### Problem requirements
Please extract every line from the items below that contains the word "mist". Letter case counts.
* START *
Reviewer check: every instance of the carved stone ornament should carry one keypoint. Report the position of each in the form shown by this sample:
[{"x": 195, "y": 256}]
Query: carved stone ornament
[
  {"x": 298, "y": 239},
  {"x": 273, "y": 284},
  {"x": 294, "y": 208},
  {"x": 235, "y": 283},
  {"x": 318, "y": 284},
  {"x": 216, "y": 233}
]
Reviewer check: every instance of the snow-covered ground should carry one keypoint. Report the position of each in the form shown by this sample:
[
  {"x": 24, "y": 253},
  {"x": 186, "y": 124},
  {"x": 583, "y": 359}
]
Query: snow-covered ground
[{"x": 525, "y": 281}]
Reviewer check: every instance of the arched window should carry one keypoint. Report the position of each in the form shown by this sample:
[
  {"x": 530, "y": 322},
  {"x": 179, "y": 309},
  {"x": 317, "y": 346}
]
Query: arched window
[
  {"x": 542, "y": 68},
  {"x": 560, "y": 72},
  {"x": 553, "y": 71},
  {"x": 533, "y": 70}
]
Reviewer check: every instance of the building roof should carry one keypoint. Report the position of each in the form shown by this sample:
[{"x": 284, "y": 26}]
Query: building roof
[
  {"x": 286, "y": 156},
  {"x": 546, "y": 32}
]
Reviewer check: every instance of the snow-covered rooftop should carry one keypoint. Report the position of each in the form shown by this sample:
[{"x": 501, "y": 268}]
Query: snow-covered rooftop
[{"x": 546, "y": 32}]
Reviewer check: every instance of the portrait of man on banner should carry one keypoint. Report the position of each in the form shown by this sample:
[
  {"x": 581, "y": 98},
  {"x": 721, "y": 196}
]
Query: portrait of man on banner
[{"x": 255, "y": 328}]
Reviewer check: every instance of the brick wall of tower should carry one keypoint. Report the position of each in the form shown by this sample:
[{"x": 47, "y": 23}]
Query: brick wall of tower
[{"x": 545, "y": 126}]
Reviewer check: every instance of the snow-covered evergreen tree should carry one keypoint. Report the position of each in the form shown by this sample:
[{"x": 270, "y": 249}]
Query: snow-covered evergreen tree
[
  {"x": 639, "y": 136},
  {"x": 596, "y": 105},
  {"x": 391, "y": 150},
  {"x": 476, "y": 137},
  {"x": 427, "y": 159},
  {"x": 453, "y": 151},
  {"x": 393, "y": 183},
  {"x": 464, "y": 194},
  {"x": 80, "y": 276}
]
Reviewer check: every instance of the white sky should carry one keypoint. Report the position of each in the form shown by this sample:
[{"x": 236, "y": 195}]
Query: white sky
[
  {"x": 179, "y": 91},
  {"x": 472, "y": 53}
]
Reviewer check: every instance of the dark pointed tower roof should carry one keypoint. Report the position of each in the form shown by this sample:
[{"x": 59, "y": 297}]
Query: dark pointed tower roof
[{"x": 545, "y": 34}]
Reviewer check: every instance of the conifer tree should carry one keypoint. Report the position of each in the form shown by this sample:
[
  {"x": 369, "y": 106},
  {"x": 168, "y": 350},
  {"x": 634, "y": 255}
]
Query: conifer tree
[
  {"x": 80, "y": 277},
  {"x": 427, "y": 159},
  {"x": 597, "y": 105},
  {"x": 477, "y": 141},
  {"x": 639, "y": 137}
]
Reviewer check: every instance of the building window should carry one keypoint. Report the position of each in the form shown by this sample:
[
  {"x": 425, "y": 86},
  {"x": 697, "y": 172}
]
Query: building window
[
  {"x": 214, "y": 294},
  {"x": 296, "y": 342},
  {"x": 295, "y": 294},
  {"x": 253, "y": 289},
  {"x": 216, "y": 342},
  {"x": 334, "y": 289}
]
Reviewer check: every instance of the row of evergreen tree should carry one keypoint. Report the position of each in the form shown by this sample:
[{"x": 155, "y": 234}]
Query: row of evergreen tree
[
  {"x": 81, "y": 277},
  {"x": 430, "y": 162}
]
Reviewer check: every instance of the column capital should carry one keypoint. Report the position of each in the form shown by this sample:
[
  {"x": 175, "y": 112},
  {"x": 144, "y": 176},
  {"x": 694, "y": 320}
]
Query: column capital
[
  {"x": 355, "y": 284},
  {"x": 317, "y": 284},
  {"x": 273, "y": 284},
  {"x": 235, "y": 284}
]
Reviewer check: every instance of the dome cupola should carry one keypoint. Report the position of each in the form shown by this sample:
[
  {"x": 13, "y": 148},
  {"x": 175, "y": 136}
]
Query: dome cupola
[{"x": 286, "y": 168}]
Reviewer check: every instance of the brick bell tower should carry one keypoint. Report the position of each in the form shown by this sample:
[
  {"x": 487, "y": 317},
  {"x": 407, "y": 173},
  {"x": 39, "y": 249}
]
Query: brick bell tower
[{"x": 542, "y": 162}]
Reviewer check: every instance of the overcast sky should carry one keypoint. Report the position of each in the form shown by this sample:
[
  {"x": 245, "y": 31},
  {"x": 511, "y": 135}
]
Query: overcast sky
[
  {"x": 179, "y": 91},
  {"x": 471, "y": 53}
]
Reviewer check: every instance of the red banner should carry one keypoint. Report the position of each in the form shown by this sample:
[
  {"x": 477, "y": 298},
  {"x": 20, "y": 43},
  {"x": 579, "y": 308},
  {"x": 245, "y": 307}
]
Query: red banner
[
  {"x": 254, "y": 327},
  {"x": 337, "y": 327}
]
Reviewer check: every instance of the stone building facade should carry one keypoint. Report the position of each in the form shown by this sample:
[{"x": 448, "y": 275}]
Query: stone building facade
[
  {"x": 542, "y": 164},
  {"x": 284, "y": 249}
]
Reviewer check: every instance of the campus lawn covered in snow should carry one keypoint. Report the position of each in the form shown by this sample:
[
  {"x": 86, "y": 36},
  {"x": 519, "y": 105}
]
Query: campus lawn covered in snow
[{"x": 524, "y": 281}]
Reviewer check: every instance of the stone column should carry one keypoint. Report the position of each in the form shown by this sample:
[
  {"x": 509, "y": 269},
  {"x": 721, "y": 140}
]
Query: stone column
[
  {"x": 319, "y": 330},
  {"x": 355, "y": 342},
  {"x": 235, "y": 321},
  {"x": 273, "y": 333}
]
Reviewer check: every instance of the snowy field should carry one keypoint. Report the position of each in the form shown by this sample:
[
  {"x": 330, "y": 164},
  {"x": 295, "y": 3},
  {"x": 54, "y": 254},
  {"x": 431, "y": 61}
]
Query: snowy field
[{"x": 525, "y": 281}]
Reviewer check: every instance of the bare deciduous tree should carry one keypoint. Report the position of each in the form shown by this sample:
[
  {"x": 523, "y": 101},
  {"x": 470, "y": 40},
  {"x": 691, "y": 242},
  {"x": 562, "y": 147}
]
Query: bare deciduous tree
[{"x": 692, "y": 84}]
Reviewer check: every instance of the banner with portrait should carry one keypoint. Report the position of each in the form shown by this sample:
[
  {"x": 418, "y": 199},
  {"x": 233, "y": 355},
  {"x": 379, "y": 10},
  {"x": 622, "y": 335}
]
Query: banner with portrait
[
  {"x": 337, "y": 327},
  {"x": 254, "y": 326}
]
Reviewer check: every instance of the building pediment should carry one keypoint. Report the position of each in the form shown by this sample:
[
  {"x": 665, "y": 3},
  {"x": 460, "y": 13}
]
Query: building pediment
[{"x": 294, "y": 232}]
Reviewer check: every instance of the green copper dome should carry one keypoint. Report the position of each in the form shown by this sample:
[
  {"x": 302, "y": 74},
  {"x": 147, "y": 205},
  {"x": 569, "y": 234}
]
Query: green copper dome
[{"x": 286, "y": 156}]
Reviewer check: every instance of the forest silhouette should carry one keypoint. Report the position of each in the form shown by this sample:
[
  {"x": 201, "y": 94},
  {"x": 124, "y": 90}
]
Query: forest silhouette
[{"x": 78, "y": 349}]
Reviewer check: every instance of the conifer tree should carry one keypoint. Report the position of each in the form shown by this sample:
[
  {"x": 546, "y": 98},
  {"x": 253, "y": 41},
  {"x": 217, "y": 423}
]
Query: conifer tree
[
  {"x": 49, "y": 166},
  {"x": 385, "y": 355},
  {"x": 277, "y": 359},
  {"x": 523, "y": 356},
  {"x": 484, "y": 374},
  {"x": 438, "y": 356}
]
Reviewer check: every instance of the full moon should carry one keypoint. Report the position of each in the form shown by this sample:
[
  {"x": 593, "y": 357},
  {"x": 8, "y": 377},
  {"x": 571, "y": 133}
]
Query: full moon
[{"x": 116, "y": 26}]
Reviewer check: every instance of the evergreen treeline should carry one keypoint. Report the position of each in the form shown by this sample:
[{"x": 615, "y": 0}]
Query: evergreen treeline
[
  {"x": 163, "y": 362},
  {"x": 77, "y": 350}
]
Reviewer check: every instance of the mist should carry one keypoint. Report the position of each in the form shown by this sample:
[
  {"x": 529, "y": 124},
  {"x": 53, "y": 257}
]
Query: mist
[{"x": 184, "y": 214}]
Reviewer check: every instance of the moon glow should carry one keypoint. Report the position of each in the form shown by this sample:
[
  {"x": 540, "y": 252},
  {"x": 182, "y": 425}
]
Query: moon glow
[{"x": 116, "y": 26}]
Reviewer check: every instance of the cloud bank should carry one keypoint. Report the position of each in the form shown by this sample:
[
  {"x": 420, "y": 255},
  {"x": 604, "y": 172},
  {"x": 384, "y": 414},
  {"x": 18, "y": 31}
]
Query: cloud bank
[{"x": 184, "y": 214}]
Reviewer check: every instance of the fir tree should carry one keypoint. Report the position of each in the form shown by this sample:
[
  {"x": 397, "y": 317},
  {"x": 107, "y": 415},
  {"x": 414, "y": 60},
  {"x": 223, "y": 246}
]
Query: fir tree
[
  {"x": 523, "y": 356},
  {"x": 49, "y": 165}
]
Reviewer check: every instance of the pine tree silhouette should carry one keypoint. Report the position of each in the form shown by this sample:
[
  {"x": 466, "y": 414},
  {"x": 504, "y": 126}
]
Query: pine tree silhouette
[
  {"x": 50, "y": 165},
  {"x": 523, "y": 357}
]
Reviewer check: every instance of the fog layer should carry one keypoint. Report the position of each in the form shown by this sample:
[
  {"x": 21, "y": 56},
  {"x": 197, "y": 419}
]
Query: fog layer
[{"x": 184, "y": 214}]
* END *
* START *
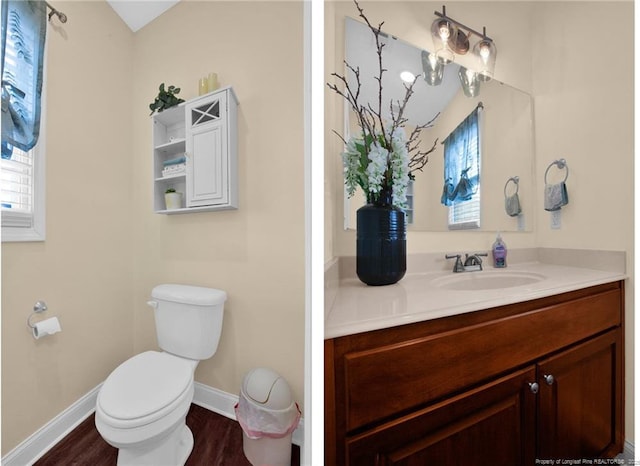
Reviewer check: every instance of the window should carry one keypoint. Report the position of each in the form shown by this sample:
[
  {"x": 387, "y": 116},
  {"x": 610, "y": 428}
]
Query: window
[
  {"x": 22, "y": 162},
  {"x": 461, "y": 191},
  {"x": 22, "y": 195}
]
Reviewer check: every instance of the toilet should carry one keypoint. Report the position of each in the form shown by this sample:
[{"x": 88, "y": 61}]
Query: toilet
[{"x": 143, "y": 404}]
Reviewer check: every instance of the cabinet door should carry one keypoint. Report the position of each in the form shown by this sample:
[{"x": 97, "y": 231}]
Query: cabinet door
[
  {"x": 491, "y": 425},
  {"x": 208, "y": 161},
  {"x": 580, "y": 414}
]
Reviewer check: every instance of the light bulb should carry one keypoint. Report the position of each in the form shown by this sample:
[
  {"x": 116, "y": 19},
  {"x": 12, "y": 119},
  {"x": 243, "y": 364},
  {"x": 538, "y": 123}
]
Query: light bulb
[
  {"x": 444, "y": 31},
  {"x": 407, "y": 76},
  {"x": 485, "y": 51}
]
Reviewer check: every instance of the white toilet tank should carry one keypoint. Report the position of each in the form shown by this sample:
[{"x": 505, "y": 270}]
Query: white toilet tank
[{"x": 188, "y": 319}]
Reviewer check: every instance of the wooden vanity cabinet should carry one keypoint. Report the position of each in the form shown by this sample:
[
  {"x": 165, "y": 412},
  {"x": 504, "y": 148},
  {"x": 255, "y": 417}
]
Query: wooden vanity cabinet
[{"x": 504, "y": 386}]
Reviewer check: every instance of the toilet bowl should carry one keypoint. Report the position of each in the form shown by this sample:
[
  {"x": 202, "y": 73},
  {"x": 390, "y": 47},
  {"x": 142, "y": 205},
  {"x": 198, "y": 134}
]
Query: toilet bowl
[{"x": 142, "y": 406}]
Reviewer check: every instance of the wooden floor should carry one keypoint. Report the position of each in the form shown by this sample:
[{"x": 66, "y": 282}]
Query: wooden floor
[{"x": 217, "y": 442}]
* END *
* START *
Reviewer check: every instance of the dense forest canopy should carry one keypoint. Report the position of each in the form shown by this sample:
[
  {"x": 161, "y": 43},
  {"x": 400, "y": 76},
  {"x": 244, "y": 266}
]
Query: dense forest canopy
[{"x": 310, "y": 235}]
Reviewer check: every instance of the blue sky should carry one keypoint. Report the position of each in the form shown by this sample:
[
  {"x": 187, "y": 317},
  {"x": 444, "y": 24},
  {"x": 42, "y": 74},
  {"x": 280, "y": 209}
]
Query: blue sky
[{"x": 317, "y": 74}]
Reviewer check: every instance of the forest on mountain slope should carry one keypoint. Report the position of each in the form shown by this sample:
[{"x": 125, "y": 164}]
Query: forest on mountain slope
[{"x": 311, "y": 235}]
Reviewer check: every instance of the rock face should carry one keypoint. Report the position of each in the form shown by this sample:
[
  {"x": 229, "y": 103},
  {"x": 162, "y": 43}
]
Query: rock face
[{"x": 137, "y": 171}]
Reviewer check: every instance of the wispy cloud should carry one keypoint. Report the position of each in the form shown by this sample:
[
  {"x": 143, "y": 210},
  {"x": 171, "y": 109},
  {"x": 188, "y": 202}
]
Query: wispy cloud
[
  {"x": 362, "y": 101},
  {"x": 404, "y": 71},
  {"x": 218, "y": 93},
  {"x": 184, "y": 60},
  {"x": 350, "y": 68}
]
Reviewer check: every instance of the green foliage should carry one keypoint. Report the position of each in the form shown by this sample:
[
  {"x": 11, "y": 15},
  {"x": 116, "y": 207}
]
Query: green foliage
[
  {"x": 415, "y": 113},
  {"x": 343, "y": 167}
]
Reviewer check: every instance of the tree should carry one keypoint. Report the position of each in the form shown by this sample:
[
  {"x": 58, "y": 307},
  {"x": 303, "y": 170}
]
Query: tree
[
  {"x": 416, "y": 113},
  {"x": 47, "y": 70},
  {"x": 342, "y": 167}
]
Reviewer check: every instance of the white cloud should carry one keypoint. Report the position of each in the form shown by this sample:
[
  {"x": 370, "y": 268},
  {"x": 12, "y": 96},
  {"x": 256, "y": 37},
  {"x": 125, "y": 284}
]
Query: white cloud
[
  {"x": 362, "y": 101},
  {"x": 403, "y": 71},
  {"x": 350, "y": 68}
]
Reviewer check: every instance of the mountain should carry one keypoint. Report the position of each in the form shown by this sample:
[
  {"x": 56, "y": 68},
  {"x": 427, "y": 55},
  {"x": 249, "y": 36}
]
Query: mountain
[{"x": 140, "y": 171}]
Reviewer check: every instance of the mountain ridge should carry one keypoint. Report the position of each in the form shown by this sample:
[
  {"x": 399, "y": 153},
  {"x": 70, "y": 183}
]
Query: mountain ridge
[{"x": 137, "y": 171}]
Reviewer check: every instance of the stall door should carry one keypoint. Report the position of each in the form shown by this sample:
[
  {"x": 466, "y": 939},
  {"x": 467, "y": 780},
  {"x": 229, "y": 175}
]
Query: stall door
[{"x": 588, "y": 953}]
* END *
### Answer in full
Reviewer check: every instance of the mist should carry one keypoint. Report the position of each in the form shown by this sample:
Query: mist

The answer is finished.